╭─ Texto selecionado
Agora, em poucos anos, veremos a capacidade de simulação de máquinas chegar a 6 mil petaflops (ou seja, 6 mil quatrilhões de cálculos por segundo). E os sistemas cognitivos que combinam a inteligência artificial e a robótica poderão ser muito mais eficazes do que os humanos. Onde ficarão as pessoas nas empresas? Continuarão prisioneiras de planilhas? Pouco provável.
A suspeita é de que três capacidades humanas começam a moldar o trabalho neste momento: o mindset da disrupção (de romper com o status quo), o mindset do paradoxo (de convívio com ele) e a capacidade de articulação e colaboração. Estamos assistindo ao início de uma forma de trabalhar nova, que talvez tenha seu apogeu quando as máquinas chegarem à singularidade, mas essas capacidades devem ajudar na transição.
Quando chegarmos à plenitude dessa nova maneira de trabalhar, as funções nas empresas se dividirão entre máquinas e humanos, que compartilharão as tarefas em estreita colaboração. Serão máquinas criativas usando a criatividade humana, que é o que chamo de “vida 5.0”, um conceito do humano aumentado. Também poderia observar que já está se desenvolvendo a quinta revolução industrial, que coloca algoritmos e os “androrritmos” (termo cunhado por Gerd Leonhard) lado a lado, no ambiente de convergência homem-máquina.
Será um mar de rosas? Não. Mas tem chances de ser melhor do que as formas anteriores.
## As novas habilidades
Todos têm noção do que é um algoritmo; ele já está na linguagem comum de todos, tudo pode ser expresso por um algoritmo, inclusive a vida. Em contrapartida, o grande desconhecido são os androrritmos, marcando o fato de que, quando os humanos entregarem às máquinas tudo aquilo que tiveram de fazer no lugar delas, terão tempo de ser simplesmente humanos, com suas melhores capacidades e skills, adequadas para o contexto que emerge.
Qual é o contexto? Os principais stakeholders do século 21 são as pessoas e o planeta Terra, já que o habitat humano precisa ser recomposto. Essas duas coisas pautam o espírito do tempo. Mas, por conta do crescimento exponencial tecnológico, este mundo traz desafios sem fim. Isso é tão visível e doído como uma fratura exposta. A razão? As estratégias da era industrial não foram desenhadas para o contexto Vuca, que coloca tudo em escala de agilidade supersônica, com alto poder de liquefação do que está à nossa volta, de ressignificação constante, de altíssima complexidade e de ambiguidade.
╰─
╭─ Dados
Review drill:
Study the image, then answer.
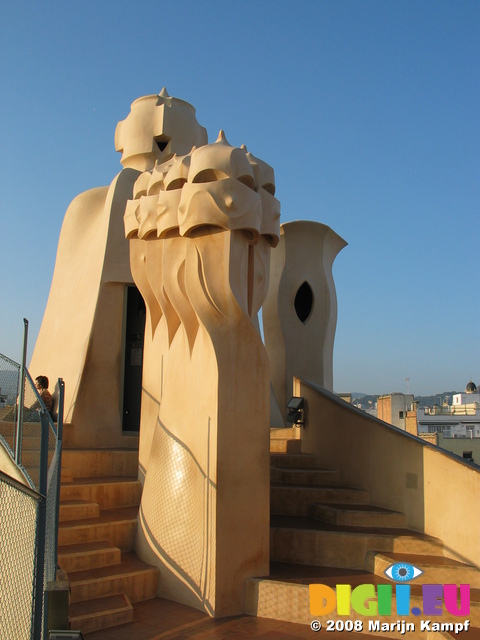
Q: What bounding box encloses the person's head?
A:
[35,376,48,389]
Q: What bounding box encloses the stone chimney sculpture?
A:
[125,127,280,615]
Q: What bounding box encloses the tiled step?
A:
[69,593,134,634]
[308,504,406,529]
[365,551,480,589]
[60,476,142,509]
[59,500,100,522]
[58,507,138,551]
[62,448,138,478]
[245,577,473,640]
[60,460,73,484]
[270,453,318,469]
[270,515,443,569]
[58,540,122,573]
[270,467,340,486]
[68,553,159,603]
[270,438,302,453]
[270,483,369,516]
[246,563,478,640]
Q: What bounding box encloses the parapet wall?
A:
[294,378,480,567]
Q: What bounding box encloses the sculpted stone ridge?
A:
[115,88,207,171]
[125,131,280,247]
[30,89,344,616]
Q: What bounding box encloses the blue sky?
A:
[0,0,480,394]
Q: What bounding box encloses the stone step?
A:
[58,507,138,551]
[270,483,369,516]
[68,553,160,603]
[245,567,478,640]
[270,515,443,569]
[59,500,100,522]
[365,551,480,589]
[69,593,134,634]
[270,438,302,453]
[60,468,73,484]
[58,540,122,573]
[270,467,340,486]
[308,504,407,529]
[60,476,142,509]
[270,453,318,469]
[62,448,138,478]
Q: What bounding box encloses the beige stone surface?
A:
[125,132,280,616]
[295,380,480,568]
[29,89,207,447]
[262,221,347,416]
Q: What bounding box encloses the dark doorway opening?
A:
[294,282,313,324]
[122,286,146,432]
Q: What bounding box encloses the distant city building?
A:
[377,393,413,431]
[416,381,480,464]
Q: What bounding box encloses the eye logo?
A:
[384,562,424,582]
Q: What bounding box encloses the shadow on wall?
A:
[139,420,217,615]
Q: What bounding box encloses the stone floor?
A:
[85,599,376,640]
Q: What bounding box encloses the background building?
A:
[377,393,413,431]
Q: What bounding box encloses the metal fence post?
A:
[55,378,65,566]
[33,409,50,640]
[15,318,28,464]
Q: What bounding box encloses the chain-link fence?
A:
[0,471,42,640]
[0,340,64,640]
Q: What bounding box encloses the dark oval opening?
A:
[294,282,313,323]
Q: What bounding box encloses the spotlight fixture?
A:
[287,396,305,427]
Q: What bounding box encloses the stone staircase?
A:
[246,429,480,640]
[58,424,159,634]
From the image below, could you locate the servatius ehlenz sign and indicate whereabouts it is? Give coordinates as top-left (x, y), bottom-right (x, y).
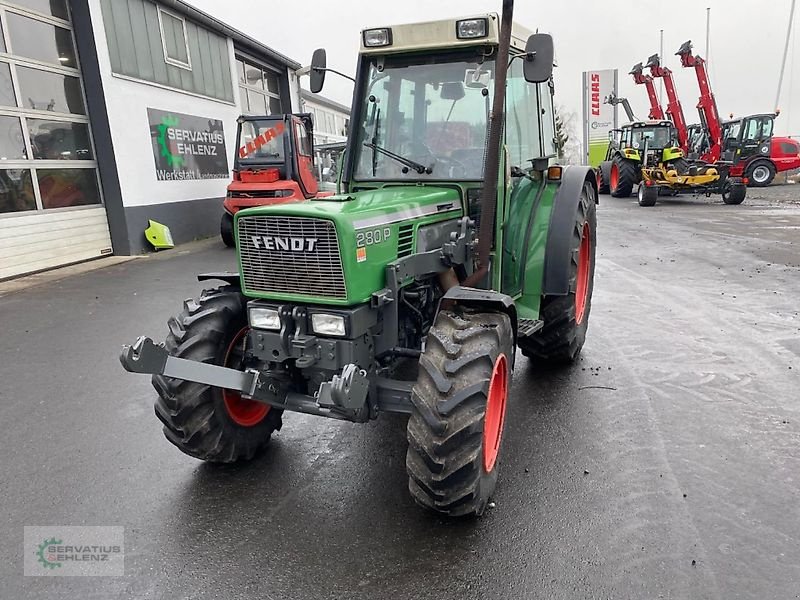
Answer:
top-left (583, 69), bottom-right (617, 167)
top-left (147, 108), bottom-right (230, 181)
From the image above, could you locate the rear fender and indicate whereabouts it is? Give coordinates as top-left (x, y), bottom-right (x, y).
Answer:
top-left (197, 272), bottom-right (242, 288)
top-left (442, 285), bottom-right (517, 343)
top-left (542, 166), bottom-right (598, 296)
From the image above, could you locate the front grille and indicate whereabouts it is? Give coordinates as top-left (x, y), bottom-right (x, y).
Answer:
top-left (238, 216), bottom-right (347, 299)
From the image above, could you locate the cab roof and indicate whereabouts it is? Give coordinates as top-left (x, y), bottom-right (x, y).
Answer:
top-left (361, 13), bottom-right (533, 54)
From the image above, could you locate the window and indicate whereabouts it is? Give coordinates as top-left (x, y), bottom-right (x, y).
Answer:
top-left (17, 65), bottom-right (86, 115)
top-left (27, 118), bottom-right (94, 160)
top-left (354, 52), bottom-right (494, 180)
top-left (0, 169), bottom-right (36, 214)
top-left (36, 169), bottom-right (100, 208)
top-left (158, 6), bottom-right (192, 71)
top-left (505, 60), bottom-right (542, 169)
top-left (0, 116), bottom-right (28, 162)
top-left (0, 63), bottom-right (17, 106)
top-left (236, 58), bottom-right (283, 115)
top-left (0, 0), bottom-right (102, 219)
top-left (6, 12), bottom-right (77, 68)
top-left (13, 0), bottom-right (69, 21)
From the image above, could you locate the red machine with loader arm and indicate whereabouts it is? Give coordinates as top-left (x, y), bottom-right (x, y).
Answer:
top-left (645, 54), bottom-right (689, 156)
top-left (676, 41), bottom-right (800, 187)
top-left (220, 113), bottom-right (330, 247)
top-left (628, 63), bottom-right (666, 121)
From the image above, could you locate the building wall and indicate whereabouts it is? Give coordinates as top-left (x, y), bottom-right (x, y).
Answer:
top-left (88, 0), bottom-right (291, 254)
top-left (0, 0), bottom-right (112, 279)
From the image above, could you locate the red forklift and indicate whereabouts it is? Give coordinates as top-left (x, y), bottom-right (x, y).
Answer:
top-left (676, 40), bottom-right (800, 187)
top-left (220, 113), bottom-right (330, 248)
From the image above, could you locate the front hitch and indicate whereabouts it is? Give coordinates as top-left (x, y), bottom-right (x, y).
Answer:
top-left (119, 336), bottom-right (258, 398)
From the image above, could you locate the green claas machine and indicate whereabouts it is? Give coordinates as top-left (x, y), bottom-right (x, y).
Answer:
top-left (596, 120), bottom-right (747, 206)
top-left (121, 0), bottom-right (597, 516)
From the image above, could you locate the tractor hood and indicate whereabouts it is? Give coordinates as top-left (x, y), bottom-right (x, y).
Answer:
top-left (236, 185), bottom-right (463, 306)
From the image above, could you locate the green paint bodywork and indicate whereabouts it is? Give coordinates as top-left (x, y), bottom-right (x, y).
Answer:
top-left (235, 164), bottom-right (558, 319)
top-left (236, 185), bottom-right (463, 306)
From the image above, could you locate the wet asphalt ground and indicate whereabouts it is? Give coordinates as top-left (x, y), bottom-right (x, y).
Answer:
top-left (0, 185), bottom-right (800, 600)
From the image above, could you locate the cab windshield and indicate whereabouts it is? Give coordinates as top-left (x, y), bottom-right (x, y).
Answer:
top-left (237, 119), bottom-right (288, 164)
top-left (631, 127), bottom-right (672, 149)
top-left (354, 55), bottom-right (494, 181)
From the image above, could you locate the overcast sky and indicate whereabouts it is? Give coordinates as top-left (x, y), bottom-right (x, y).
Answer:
top-left (189, 0), bottom-right (800, 137)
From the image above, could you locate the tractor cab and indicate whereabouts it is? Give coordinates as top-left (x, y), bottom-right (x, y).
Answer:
top-left (220, 113), bottom-right (322, 247)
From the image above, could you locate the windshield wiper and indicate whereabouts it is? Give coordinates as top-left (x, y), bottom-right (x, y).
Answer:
top-left (364, 142), bottom-right (433, 175)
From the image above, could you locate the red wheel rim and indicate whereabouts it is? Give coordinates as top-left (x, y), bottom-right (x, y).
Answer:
top-left (483, 354), bottom-right (508, 473)
top-left (222, 327), bottom-right (270, 427)
top-left (575, 222), bottom-right (592, 325)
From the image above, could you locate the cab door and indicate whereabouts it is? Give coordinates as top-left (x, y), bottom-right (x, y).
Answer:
top-left (292, 117), bottom-right (319, 198)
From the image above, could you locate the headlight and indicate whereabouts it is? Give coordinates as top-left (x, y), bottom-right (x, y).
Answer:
top-left (250, 308), bottom-right (281, 331)
top-left (363, 28), bottom-right (392, 48)
top-left (311, 313), bottom-right (346, 337)
top-left (456, 19), bottom-right (489, 40)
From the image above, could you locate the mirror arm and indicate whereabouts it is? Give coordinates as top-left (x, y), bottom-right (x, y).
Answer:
top-left (311, 67), bottom-right (356, 83)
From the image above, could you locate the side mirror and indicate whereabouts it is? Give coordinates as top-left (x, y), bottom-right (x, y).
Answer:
top-left (441, 81), bottom-right (464, 101)
top-left (523, 33), bottom-right (555, 83)
top-left (308, 48), bottom-right (328, 94)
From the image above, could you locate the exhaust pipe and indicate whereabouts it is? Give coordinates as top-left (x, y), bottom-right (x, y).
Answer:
top-left (462, 0), bottom-right (514, 287)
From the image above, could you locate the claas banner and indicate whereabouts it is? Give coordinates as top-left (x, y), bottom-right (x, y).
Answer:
top-left (583, 69), bottom-right (617, 167)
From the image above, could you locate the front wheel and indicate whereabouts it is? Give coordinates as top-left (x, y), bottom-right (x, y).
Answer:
top-left (747, 161), bottom-right (778, 187)
top-left (153, 286), bottom-right (283, 463)
top-left (519, 184), bottom-right (597, 364)
top-left (406, 311), bottom-right (514, 516)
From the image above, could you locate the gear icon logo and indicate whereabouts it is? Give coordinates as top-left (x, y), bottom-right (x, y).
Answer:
top-left (158, 115), bottom-right (183, 169)
top-left (34, 538), bottom-right (64, 569)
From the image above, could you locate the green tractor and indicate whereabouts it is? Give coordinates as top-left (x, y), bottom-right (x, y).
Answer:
╰─
» Tarefas propostas:
A. Reproduza fielmente o trecho do texto sobre o futuro do trabalho, começando em "A suspeita é" e terminando em "ajudar na transição.".
B. Retome o texto sobre o futuro do trabalho, dando-lhe continuidade a partir do ponto em que ele se encerra.

» Respostas esperadas:
A.
A suspeita é de que três capacidades humanas começam a moldar o trabalho neste momento: o mindset da disrupção (de romper com o status quo), o mindset do paradoxo (de convívio com ele) e a capacidade de articulação e colaboração. Estamos assistindo ao início de uma forma de trabalhar nova, que talvez tenha seu apogeu quando as máquinas chegarem à singularidade, mas essas capacidades devem ajudar na transição.

B.
Em função desse contexto, as mudanças, sejam quais forem, deverão ser rápidas, profundas e altamente imprevisíveis. Além disso, sistemas complexos não apenas mudarão de um estado para outro em alta velocidade, como também estabelecerão um novo paradigma de mudanças contínuas.
Então, quais as habilidades específicas requeridas das pessoas nesse contexto?
A primeira é a capacidade adaptativa. Ela conta muito, claro, mas não se sustenta sozinha. Atreladas a ela estão a polimatia (erudição, ou amplo repertório de conhecimentos), a visão sistêmica, a gestão rizomática do conhecimento (ou seja, o conhecimento não tem começo, fim ou centro, e sim conexões imprevisíveis entre os diferentes conteúdos), o darwinismo digital (que é a capacidade de evoluir continuamente no ambiente digital) e o futurismo estratégico (acompanhado do design do futuro).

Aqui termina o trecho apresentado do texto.